* Supplied data *

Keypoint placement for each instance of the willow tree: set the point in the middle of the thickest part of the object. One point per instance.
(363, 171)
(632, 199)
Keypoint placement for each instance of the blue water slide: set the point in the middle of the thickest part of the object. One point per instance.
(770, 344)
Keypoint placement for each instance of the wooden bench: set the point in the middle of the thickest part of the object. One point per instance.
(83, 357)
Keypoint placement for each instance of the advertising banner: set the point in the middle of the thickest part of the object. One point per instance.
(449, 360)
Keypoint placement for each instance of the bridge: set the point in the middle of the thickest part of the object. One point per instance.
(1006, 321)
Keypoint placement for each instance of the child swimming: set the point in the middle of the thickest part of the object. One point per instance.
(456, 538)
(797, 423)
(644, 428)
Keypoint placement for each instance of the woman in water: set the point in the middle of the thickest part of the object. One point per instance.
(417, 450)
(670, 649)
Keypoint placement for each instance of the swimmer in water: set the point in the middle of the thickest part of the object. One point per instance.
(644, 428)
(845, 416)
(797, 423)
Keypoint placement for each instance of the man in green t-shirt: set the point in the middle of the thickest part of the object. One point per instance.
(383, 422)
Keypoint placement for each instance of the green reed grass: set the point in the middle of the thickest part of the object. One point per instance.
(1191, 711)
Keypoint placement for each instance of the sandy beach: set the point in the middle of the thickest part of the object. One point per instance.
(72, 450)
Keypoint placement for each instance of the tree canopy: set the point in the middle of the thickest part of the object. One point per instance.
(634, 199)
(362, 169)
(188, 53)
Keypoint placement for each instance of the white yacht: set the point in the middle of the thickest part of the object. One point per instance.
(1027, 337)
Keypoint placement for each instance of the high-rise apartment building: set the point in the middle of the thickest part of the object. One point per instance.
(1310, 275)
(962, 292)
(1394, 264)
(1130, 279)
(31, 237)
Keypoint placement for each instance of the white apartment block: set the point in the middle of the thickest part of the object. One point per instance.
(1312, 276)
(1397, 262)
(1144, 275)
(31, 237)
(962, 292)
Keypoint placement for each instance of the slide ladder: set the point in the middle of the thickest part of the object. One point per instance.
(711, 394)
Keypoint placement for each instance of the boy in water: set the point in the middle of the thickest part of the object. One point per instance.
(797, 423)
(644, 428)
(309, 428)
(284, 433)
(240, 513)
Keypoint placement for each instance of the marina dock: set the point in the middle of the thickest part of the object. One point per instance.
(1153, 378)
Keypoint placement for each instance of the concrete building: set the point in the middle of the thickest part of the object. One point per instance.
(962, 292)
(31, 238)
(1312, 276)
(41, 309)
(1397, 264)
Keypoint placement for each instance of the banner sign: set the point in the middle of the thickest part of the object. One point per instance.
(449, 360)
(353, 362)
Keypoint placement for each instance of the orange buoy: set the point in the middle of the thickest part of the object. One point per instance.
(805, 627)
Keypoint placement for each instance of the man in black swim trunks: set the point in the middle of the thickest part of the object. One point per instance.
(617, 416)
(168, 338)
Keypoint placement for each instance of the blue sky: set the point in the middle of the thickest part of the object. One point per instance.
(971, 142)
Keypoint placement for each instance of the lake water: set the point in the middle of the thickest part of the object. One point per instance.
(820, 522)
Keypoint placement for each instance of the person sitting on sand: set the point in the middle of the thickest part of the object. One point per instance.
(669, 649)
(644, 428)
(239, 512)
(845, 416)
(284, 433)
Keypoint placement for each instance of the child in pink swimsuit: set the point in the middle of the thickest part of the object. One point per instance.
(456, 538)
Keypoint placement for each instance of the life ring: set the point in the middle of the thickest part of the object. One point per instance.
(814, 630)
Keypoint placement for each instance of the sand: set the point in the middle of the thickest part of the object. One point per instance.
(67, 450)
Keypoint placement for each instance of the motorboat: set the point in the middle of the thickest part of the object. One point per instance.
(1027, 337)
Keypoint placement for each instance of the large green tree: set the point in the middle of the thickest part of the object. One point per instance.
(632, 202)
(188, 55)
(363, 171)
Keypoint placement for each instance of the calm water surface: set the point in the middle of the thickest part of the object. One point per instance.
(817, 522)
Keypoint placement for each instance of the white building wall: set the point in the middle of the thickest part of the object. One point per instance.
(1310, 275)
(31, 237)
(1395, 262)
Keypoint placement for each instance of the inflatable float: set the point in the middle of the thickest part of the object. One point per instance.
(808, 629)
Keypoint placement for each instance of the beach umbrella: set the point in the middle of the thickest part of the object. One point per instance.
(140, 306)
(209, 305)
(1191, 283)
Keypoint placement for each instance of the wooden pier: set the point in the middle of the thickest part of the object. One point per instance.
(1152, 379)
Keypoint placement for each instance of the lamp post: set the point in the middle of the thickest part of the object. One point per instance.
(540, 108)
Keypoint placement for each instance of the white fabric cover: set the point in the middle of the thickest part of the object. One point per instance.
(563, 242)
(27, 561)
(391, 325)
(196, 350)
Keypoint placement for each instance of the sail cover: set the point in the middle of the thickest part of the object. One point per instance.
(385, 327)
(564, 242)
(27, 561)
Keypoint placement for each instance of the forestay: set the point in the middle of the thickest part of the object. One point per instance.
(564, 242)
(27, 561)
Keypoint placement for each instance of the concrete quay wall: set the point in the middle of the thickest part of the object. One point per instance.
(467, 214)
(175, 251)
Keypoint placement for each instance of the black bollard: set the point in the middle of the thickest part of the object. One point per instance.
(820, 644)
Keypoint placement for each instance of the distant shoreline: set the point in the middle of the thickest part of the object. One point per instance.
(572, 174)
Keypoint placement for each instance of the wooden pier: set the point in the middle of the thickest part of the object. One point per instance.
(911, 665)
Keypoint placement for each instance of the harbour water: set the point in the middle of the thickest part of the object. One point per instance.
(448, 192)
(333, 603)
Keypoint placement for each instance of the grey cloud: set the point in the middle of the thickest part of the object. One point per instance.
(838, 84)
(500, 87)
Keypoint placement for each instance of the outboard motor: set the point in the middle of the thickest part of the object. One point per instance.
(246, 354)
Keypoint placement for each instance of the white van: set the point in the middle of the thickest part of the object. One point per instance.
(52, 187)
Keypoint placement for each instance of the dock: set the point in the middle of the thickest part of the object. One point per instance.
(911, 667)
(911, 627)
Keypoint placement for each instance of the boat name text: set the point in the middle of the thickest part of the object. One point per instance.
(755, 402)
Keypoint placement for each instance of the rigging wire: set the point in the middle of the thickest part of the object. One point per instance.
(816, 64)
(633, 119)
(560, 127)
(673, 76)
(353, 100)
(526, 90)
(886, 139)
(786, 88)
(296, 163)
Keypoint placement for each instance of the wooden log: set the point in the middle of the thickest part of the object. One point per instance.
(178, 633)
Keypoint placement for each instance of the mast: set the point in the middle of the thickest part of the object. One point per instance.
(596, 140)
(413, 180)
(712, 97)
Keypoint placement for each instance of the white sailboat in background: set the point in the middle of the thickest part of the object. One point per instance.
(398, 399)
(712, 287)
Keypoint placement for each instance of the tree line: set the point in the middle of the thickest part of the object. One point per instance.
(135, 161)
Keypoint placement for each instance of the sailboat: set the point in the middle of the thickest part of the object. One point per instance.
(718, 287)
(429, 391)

* Assignment *
Return all the lines shown above, word for word.

* Output of the exercise *
Keypoint placement for each instance of the willow tree: set the point in the middle of the thickest part of the object. One point per instance.
(363, 171)
(632, 199)
Keypoint placement for each instance of the blue water slide: set the point in the middle of the thickest part of the object. One point per instance.
(770, 344)
Keypoint placement for each instance of the wooden bench: set the point in the middle of the thickest part of the object. One point per instance.
(83, 357)
Keypoint placement for each instance of the advertising banner: set the point in the middle of the thickest part of the object. One point per instance.
(449, 360)
Keypoint placement for each instance of the bridge: set the point in the middle of the thickest part of the object. One point per instance.
(1006, 321)
Keypoint placement for each instance of the child swimming: set the point in the middle of the thickest part of the object. One point per instance.
(456, 538)
(797, 423)
(644, 428)
Keypoint placement for each instance of the woman in water: set the point in the middle of the thickest part of the object. One point per instance.
(417, 450)
(670, 649)
Keypoint placement for each instance of the swimmer in water: set the point in the middle of the thickest part of the object. One point per instance.
(644, 428)
(845, 416)
(797, 423)
Keypoint placement for each instance of the man in green t-shirt: set the point in the middle of the thickest part of the object. One point per instance.
(383, 422)
Keypoint placement for each instance of the green reed grass: set the point in the middle of the thickest part of the object. One point per instance.
(1191, 711)
Keypoint placement for each instance of the sandy beach: set the point in the middle of the thickest part of the object. One point per instance.
(72, 450)
Keypoint placement for each instance of the tree canopy: set the point in the middle of the thickest part of the object. One point per instance.
(634, 199)
(362, 169)
(188, 53)
Keypoint placement for each instance of the white yacht: set the point in the middle of the thickest part of the object. One point per instance.
(1027, 337)
Keypoint placement for each instance of the high-rise apartment building: set the point in the middle of the thickest part of the object. One point per instance.
(1310, 275)
(962, 292)
(1394, 264)
(1130, 279)
(31, 237)
Keypoint placement for each instance of the white apartment block: set the point in the middle of the thickest part of the object. One point per instance.
(1312, 276)
(1397, 262)
(1144, 275)
(31, 237)
(962, 292)
Keypoint placement for each instance of the slide ladder: set the point in the middle of the thickest part of the object. One point per instance.
(711, 394)
Keypoint placement for each instance of the boy in water: set the point in the middle of the thickest part of the object. One point per instance.
(797, 423)
(644, 428)
(309, 428)
(284, 433)
(240, 513)
Keypoint placement for each instance of the marina dock: set the point in the middle of the thickest part of the object. One point per instance.
(1153, 378)
Keypoint placement for each instance of the concrete building: set the point in the middle of the thickest part of the object. One point per instance.
(962, 292)
(31, 238)
(1312, 276)
(41, 309)
(1397, 264)
Keypoint placement for each instance of the banner sign: set the point in the middle of the thickest part of the object. One point per instance.
(449, 360)
(353, 362)
Keypoint placement for each instance of the orange buoy: set the point in the middle of the thickest part of the object. One point per instance.
(805, 627)
Keypoint placement for each instance of the man in black swim trunks: set the point in the middle of the thickest part of the object. One point per instance.
(617, 416)
(168, 338)
Keypoint placement for each instance of the blue sky: set the point in the middle of the thickest part of the object. One point per instance.
(971, 142)
Keypoint placement for each instance of the lake water: set the point in the middle of the thickest part of the object. One point per instance.
(820, 522)
Keypoint placement for each instance of the person sitting on sand: set the point in the middle of the thickest part of the object. One point per instance.
(669, 649)
(644, 428)
(239, 512)
(845, 416)
(284, 433)
Keypoint placement for each instance of the child in pink swimsuit: set the point in the middle of the thickest part of the object. One point per instance.
(456, 538)
Keypoint placement for each instance of the life ring: set the point in the middle of the thickest part of the object. One point per instance.
(814, 630)
Keypoint placement for each instance of the sand: set the point in the middle of the thickest part of the object. One point per instance.
(67, 450)
Keypoint placement for each instance of the motorboat: set the point in the middle of the thickest part of the object. One point per instance.
(1027, 337)
Keypoint placement for each instance of the large green tree: set the point in the middle of the thickest part of the object. One point per instance.
(632, 202)
(188, 55)
(363, 171)
Keypoint placement for each instance of the calm water surface: set the point in the middle of the thickest part of the object. One point per instance.
(817, 522)
Keypoint placement for each instance of the white building wall: set the point in the middle of the thickest part of the object. One point per instance.
(1310, 275)
(31, 237)
(1395, 262)
Keypoint placement for each instance of the inflatable float: set the point in the middle of the thickest part of the object. One point per instance.
(808, 629)
Keypoint placement for each instance of the beach umbrella: set the point in the middle of the thickest part of the object. One point per instance.
(140, 306)
(209, 305)
(1191, 283)
Keypoint placement for each instance of the wooden pier: set the point in the middle of the thickest part of the object. One point per instance.
(1152, 379)
Keypoint placement for each instance of the lamp post: set the point in the middle of the thickest part of the object. One point per instance.
(540, 108)
Keypoint placement for each instance of the white fabric cover: set the point in the middle of the thickest part of the object. One point per instance.
(563, 242)
(27, 561)
(391, 325)
(196, 350)
Keypoint placement for each instance of the sail cover: set the point in the middle of the thickest part of the object. One point per instance.
(385, 327)
(564, 242)
(27, 561)
Keypoint placement for each instance of the forestay: set the point in the middle of the thickest part of the object. One point per instance.
(564, 242)
(27, 561)
Keypoint placement for each instance of the concrete quay wall: set the point in the middle of the thickest part of the object. One point per instance.
(467, 214)
(175, 251)
Keypoint placement for each instance of the black bollard: set the point in the middle of the thickest part of the object. One point per instance.
(820, 644)
Keypoint placement for each instance of the distant shoreline: set the point in the middle of the thickest part of the object. One point per instance.
(572, 174)
Keypoint placement for each instance of the wooden pier: set the point in the middle of the thickest part of the object. One point per instance.
(911, 665)
Keypoint placement for each instance of the harbour water: set the point in the middle of the thickest part of the object. One point per instance.
(448, 192)
(333, 603)
Keypoint placement for each instance of the grey cloud: set the point in the middle of the thickest part of the object. One point per instance.
(838, 84)
(500, 87)
Keypoint placement for each instance of the outboard motor: set the point in the middle of the thickest part of the object. One point per instance.
(246, 354)
Keypoint placement for each instance of the white van: set the point in the middle of the thickest part of the object. One point per instance.
(52, 187)
Keypoint placement for each instance of the dock: set the point in the middle of the thickest part of the object. One point per instance.
(911, 667)
(911, 627)
Keypoint placement for each instance of the boat name text: set the point in the middle of the thickest part of the object. One point per instance.
(755, 402)
Keypoint placement for each instance of the rigging wire: set the point in the middle of the thickest part of the object. One point per instance.
(816, 64)
(633, 119)
(560, 127)
(673, 76)
(353, 100)
(526, 90)
(886, 139)
(786, 88)
(296, 163)
Keypoint placement for each instance of the wooden log: set the point in the middle of the thickest part of the object. One point per instance.
(178, 633)
Keypoint placement for each instance of the mast: set the point in the middle of the thickest part of the object. One point per instance.
(596, 140)
(413, 180)
(712, 97)
Keypoint placement for each instance of the white sailboat in background: set the point in the middle of the thickest part of the object. One point per instance.
(398, 399)
(712, 287)
Keypoint placement for each instance of the tree line: set the point in the middle of the thickest part of the object. One point per instance.
(135, 161)
Keypoint placement for each instance of the sailboat: set the point in the middle of the thickest part of the object. One point per instance.
(718, 287)
(429, 391)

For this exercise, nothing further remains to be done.